Repeat the whole listing below word for word, but leave out the pictures.

> EXTRACTED RECORDS
▼

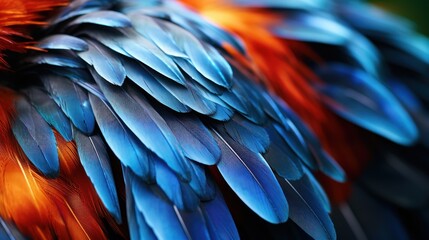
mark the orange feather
[0,0,68,70]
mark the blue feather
[174,58,226,95]
[201,188,240,240]
[164,24,232,87]
[132,175,189,239]
[217,116,270,153]
[42,75,95,134]
[262,93,315,167]
[25,51,85,68]
[122,169,157,240]
[91,70,190,179]
[176,208,210,240]
[89,94,155,180]
[122,55,191,113]
[279,176,336,239]
[145,69,216,115]
[189,161,216,201]
[78,41,126,86]
[36,34,88,52]
[110,30,185,84]
[317,64,418,145]
[264,126,304,180]
[12,98,60,177]
[214,131,288,223]
[74,130,122,224]
[153,160,200,211]
[281,100,346,182]
[302,168,331,212]
[163,112,221,165]
[23,88,73,141]
[129,12,187,58]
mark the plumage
[0,0,429,240]
[12,97,60,177]
[214,131,288,223]
[74,130,122,223]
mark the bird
[0,0,429,239]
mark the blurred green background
[371,0,429,36]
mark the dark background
[370,0,429,36]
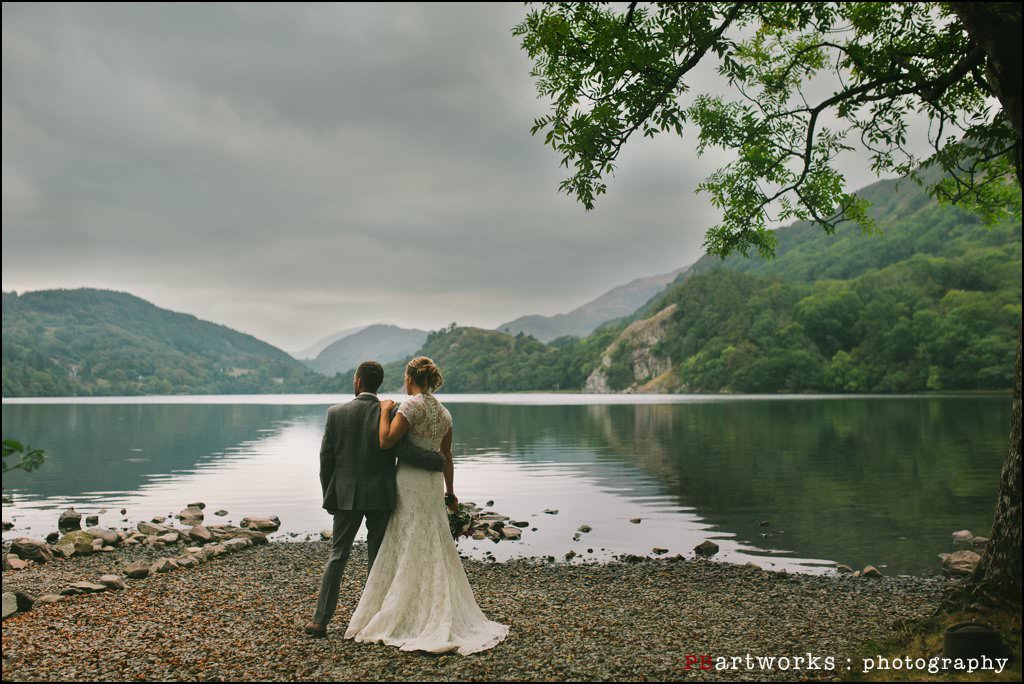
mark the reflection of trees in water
[452,397,1009,571]
[3,404,323,497]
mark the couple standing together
[304,356,508,654]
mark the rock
[125,560,150,580]
[178,507,205,525]
[99,574,127,590]
[10,537,53,563]
[149,558,178,576]
[942,551,981,574]
[57,508,82,532]
[14,592,36,612]
[53,544,75,559]
[224,538,252,553]
[693,540,718,556]
[70,582,106,594]
[174,556,199,567]
[3,592,17,619]
[242,515,281,532]
[138,520,171,537]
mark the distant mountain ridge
[3,289,316,396]
[496,266,689,342]
[304,325,427,376]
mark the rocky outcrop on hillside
[584,304,679,393]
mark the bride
[345,356,508,655]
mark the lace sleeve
[398,396,423,427]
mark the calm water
[3,394,1010,574]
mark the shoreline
[3,541,954,681]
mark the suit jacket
[321,394,444,513]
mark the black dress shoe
[302,623,327,639]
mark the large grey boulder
[10,537,53,563]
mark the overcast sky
[3,3,913,349]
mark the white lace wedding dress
[345,394,508,655]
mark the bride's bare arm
[441,428,459,503]
[378,399,409,450]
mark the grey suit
[313,393,444,625]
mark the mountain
[3,289,317,396]
[288,326,367,361]
[498,267,686,342]
[305,325,427,376]
[585,174,1021,392]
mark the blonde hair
[406,356,444,392]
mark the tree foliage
[513,2,1020,256]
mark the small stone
[57,508,82,531]
[71,582,106,594]
[99,574,127,590]
[693,540,718,556]
[149,558,178,576]
[125,560,150,580]
[942,551,981,575]
[3,592,17,619]
[242,515,281,531]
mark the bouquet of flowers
[444,496,473,542]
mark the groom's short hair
[355,361,384,392]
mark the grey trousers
[313,511,391,625]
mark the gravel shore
[3,542,949,681]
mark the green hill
[3,289,315,396]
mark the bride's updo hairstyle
[406,356,444,392]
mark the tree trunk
[951,2,1021,610]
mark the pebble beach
[3,541,951,681]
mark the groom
[303,361,444,637]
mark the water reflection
[3,396,1010,573]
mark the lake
[3,393,1011,574]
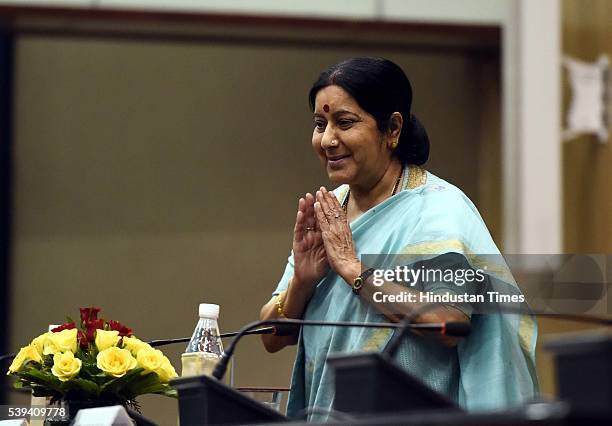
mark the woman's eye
[315,121,325,131]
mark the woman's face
[312,86,392,188]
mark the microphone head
[444,321,472,337]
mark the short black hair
[308,57,429,166]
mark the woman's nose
[321,129,340,150]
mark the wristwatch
[352,268,374,295]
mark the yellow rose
[136,348,164,374]
[123,337,152,356]
[30,331,52,356]
[156,357,178,383]
[51,351,82,382]
[97,346,138,377]
[6,345,42,375]
[43,328,77,355]
[96,329,121,351]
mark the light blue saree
[273,166,537,420]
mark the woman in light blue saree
[261,58,537,420]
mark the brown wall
[537,0,612,395]
[10,36,499,424]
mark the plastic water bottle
[181,303,223,377]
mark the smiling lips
[327,155,349,169]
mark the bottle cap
[198,303,219,319]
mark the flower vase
[44,399,130,426]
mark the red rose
[78,330,89,349]
[79,306,100,322]
[85,318,104,342]
[108,320,132,337]
[51,322,75,333]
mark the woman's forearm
[260,277,315,352]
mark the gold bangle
[276,291,287,318]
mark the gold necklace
[342,167,404,213]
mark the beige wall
[10,36,499,424]
[537,0,612,395]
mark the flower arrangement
[7,307,177,409]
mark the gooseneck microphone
[147,327,279,348]
[212,319,470,380]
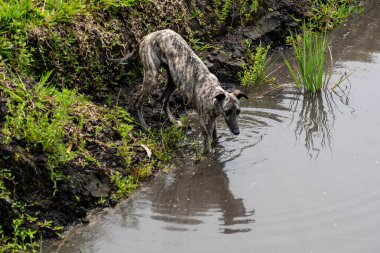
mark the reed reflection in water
[291,82,354,159]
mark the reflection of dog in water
[136,29,248,152]
[151,156,254,234]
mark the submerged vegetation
[285,0,363,93]
[285,24,331,93]
[0,0,362,252]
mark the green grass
[238,40,272,88]
[310,0,364,31]
[285,24,331,93]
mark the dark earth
[0,0,326,242]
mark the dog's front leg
[201,118,216,154]
[201,124,211,154]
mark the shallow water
[44,0,380,253]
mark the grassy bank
[0,0,362,252]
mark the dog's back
[140,29,219,104]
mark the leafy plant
[238,40,273,87]
[0,69,86,190]
[111,171,138,199]
[310,0,364,31]
[285,23,332,93]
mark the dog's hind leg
[135,51,159,131]
[161,71,181,124]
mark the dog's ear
[232,90,248,99]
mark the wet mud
[43,1,380,252]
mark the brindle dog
[136,29,248,152]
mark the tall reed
[284,24,332,93]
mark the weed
[310,0,364,31]
[213,0,233,23]
[238,40,273,87]
[111,171,138,199]
[0,69,86,190]
[285,23,332,93]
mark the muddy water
[45,0,380,253]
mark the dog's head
[215,90,248,135]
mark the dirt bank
[0,0,360,250]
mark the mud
[0,0,360,247]
[44,1,380,252]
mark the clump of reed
[284,24,332,93]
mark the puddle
[44,1,380,253]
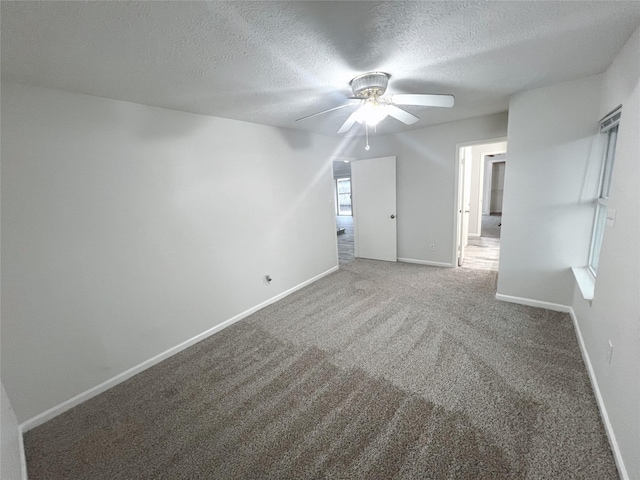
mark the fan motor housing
[349,72,390,98]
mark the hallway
[336,215,355,267]
[461,214,502,272]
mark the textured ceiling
[0,1,640,135]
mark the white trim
[496,293,571,313]
[569,307,629,480]
[20,265,338,432]
[18,425,28,480]
[398,257,453,268]
[571,267,596,300]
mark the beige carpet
[25,259,617,480]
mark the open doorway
[456,139,507,271]
[333,160,355,266]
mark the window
[589,106,621,276]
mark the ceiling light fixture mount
[296,71,454,150]
[349,72,391,99]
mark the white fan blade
[338,110,359,133]
[391,93,454,107]
[385,105,420,125]
[296,103,357,122]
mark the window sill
[571,267,596,300]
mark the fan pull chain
[364,122,371,150]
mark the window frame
[587,105,622,278]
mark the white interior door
[351,157,398,262]
[458,147,472,266]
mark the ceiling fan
[296,72,454,133]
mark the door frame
[451,137,509,267]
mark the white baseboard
[569,307,629,480]
[20,265,338,434]
[496,293,571,313]
[398,258,453,268]
[496,293,629,480]
[18,425,29,480]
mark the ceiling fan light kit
[298,72,454,150]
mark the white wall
[498,76,602,306]
[2,84,338,422]
[572,28,640,479]
[0,383,23,480]
[341,112,507,266]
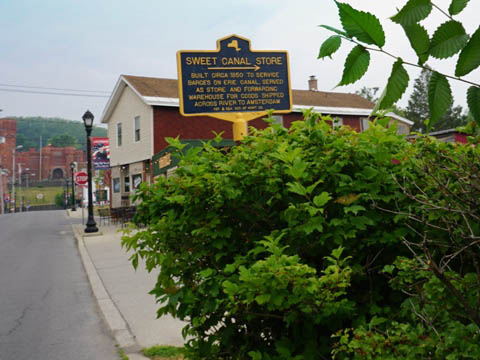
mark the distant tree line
[15,116,107,151]
[355,69,471,133]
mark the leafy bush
[122,112,412,359]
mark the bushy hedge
[123,112,422,359]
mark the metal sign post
[177,35,292,140]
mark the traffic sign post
[177,35,292,140]
[75,171,88,185]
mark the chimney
[308,75,318,91]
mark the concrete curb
[72,224,148,360]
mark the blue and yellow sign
[177,35,292,116]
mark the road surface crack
[3,306,32,336]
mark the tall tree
[318,0,480,136]
[48,134,77,147]
[405,69,467,133]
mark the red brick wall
[153,107,316,154]
[16,146,87,180]
[0,119,17,174]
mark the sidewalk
[67,209,185,360]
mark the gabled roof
[101,75,413,125]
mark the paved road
[0,211,119,360]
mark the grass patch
[21,186,64,206]
[142,345,185,360]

▲

> ANSWER TO THIS EXERCISE
mark the orange feather
[0,0,68,70]
mark the blue feather
[174,58,226,95]
[201,188,240,240]
[164,24,232,87]
[132,175,189,239]
[217,116,270,153]
[42,75,95,134]
[262,93,315,167]
[25,51,85,68]
[122,169,157,240]
[91,70,190,179]
[176,208,210,240]
[89,94,155,180]
[122,55,191,113]
[279,176,336,239]
[145,69,216,115]
[189,161,216,201]
[78,41,126,86]
[36,34,88,52]
[110,30,185,84]
[317,64,418,145]
[264,126,304,180]
[12,98,60,177]
[214,131,288,223]
[74,130,122,224]
[153,160,200,211]
[281,100,346,182]
[302,168,331,212]
[163,112,221,165]
[23,88,73,141]
[129,12,187,58]
mark the plumage
[0,0,429,240]
[12,97,60,177]
[214,131,288,223]
[74,130,122,223]
mark the bird
[0,0,429,239]
mark the blurred green background
[371,0,429,36]
mark the dark background
[370,0,429,36]
mark the reflection of trees in water
[452,397,1009,571]
[3,404,323,497]
mark the couple standing together
[304,356,508,654]
mark the rock
[125,560,150,580]
[178,507,205,525]
[99,574,127,590]
[10,537,53,563]
[149,558,178,576]
[942,551,981,574]
[57,508,82,532]
[14,592,36,612]
[53,544,75,559]
[224,538,252,553]
[693,540,718,556]
[70,582,106,594]
[174,556,199,567]
[3,592,17,619]
[242,515,281,532]
[138,520,171,537]
mark the distant mountain ridge
[3,289,316,396]
[496,266,689,342]
[304,325,427,376]
mark the rocky outcrop on hillside
[584,304,679,393]
mark the bride
[345,356,508,655]
mark the lace sleeve
[398,396,423,427]
mark the calm water
[3,394,1010,574]
mark the shoreline
[3,541,954,681]
mark the suit jacket
[321,394,444,513]
mark the black dress shoe
[302,623,327,639]
mark the large grey boulder
[10,537,53,563]
mark the overcast sky
[3,3,913,349]
mark the white lace wedding dress
[345,394,508,655]
mark the bride's bare arm
[441,428,459,503]
[378,399,409,450]
mark the grey suit
[313,393,444,625]
mark the mountain
[3,289,317,396]
[288,326,367,361]
[498,267,686,342]
[305,325,427,376]
[585,174,1021,392]
mark the blonde hair
[406,356,444,392]
mark the tree foliage
[513,2,1020,256]
mark the small stone
[57,508,82,531]
[71,582,106,594]
[99,574,127,590]
[693,540,718,556]
[149,558,178,576]
[125,560,150,580]
[942,551,981,575]
[3,592,17,619]
[242,515,281,531]
mark the bouquet of flowers
[444,496,473,542]
mark the groom's short hair
[355,361,384,392]
mark the grey trousers
[313,511,391,625]
mark the gravel shore
[3,542,949,681]
mark the green hill
[3,289,315,396]
mark the bride's updo hairstyle
[406,356,444,392]
mark the tree trunk
[951,2,1021,610]
mark the pebble beach
[3,541,951,681]
mark the groom
[303,361,444,637]
mark the water reflection
[3,396,1010,573]
mark the lake
[3,393,1011,574]
mark the woman's eye
[315,121,325,131]
mark the woman's face
[312,86,392,188]
mark the microphone head
[444,321,472,337]
mark the short black hair
[308,57,429,166]
mark the woman's nose
[321,129,340,150]
mark the wristwatch
[352,268,374,295]
mark the yellow rose
[136,348,164,374]
[123,337,152,356]
[30,331,52,356]
[156,357,178,383]
[51,351,82,382]
[97,346,138,377]
[6,345,42,375]
[43,328,77,355]
[96,329,121,351]
mark the light blue saree
[273,166,537,420]
mark the woman in light blue saree
[261,58,537,420]
mark the brown wall
[537,0,612,395]
[10,36,499,424]
mark the plastic water bottle
[181,303,223,377]
mark the smiling lips
[327,155,349,169]
mark the bottle cap
[198,303,219,319]
mark the flower vase
[44,399,130,426]
mark the red rose
[78,330,89,349]
[79,306,100,322]
[85,318,104,342]
[108,320,132,337]
[51,322,75,333]
mark the woman's forearm
[260,277,315,352]
mark the gold bangle
[276,291,287,318]
mark the gold necklace
[342,167,404,213]
mark the beige wall
[10,36,499,424]
[537,0,612,395]
mark the flower arrangement
[7,307,177,409]
mark the gooseneck microphone
[147,327,279,348]
[212,319,470,380]
mark the reed reflection in water
[291,82,354,159]
mark the reflection of dog in water
[136,29,248,152]
[151,156,254,234]
mark the submerged vegetation
[285,0,363,93]
[285,24,331,93]
[0,0,362,252]
mark the green grass
[238,40,272,88]
[310,0,364,31]
[285,24,331,93]
mark the dark earth
[0,0,326,242]
mark the dog's front leg
[201,118,216,154]
[201,124,211,154]
mark the shallow water
[44,0,380,253]
mark the grassy bank
[0,0,362,252]
mark the dog's back
[140,29,219,104]
mark the leafy plant
[238,40,273,87]
[0,69,86,190]
[111,171,138,199]
[310,0,364,31]
[285,23,332,93]
mark the dog's hind leg
[135,51,159,131]
[161,71,181,124]
mark the dog's ear
[232,90,248,99]
mark the wet mud
[43,1,380,252]
mark the brindle dog
[136,29,248,152]
mark the tall reed
[284,24,332,93]
mark the weed
[310,0,364,31]
[213,0,233,23]
[238,40,273,87]
[111,171,138,199]
[0,69,86,190]
[285,23,332,93]
mark the muddy water
[45,0,380,253]
mark the dog's head
[215,90,248,135]
mark the dirt bank
[0,0,360,250]
mark the mud
[0,0,360,247]
[44,1,380,252]
mark the clump of reed
[284,24,332,93]
mark the puddle
[44,1,380,253]
mark the fan motor housing
[349,72,390,98]
mark the hallway
[336,215,355,267]
[461,214,502,272]
mark the textured ceiling
[0,1,640,135]
mark the white trim
[496,293,571,313]
[569,307,629,480]
[20,265,338,432]
[18,425,28,480]
[398,257,453,268]
[571,267,596,300]
mark the beige carpet
[25,259,617,480]
mark the open doorway
[456,139,507,271]
[333,160,355,266]
mark the window
[589,106,621,276]
mark the ceiling light fixture mount
[296,71,454,150]
[349,72,391,99]
mark the white fan blade
[338,110,359,133]
[391,93,454,107]
[385,105,420,125]
[296,103,357,122]
mark the window sill
[571,267,596,300]
mark the fan pull chain
[364,122,371,150]
mark the window frame
[587,105,622,278]
mark the white interior door
[351,157,398,262]
[458,147,472,266]
mark the ceiling fan
[296,72,454,133]
mark the door frame
[451,137,509,267]
mark the white baseboard
[569,307,629,480]
[20,265,338,434]
[496,293,571,313]
[398,258,453,268]
[496,293,629,480]
[18,425,29,480]
mark the ceiling fan light kit
[298,72,454,150]
mark the white wall
[498,76,602,306]
[2,84,338,422]
[572,28,640,479]
[0,383,23,480]
[341,112,507,266]
mark the distant tree line
[15,116,107,151]
[355,69,471,133]
mark the leafy bush
[122,112,412,359]
mark the bushy hedge
[123,112,422,359]
mark the metal sign post
[177,35,292,140]
mark the traffic sign post
[177,35,292,140]
[75,171,88,185]
mark the chimney
[308,75,318,91]
mark the concrete curb
[72,224,148,360]
mark the blue and yellow sign
[177,35,292,116]
mark the road surface crack
[3,306,32,336]
mark the tall tree
[318,0,480,136]
[48,134,77,147]
[405,69,467,133]
mark the red brick wall
[153,107,316,154]
[16,146,87,180]
[0,119,17,174]
mark the sidewalk
[67,209,185,360]
mark the gabled roof
[101,75,413,125]
mark the paved road
[0,211,119,360]
mark the grass patch
[21,186,64,206]
[142,345,185,360]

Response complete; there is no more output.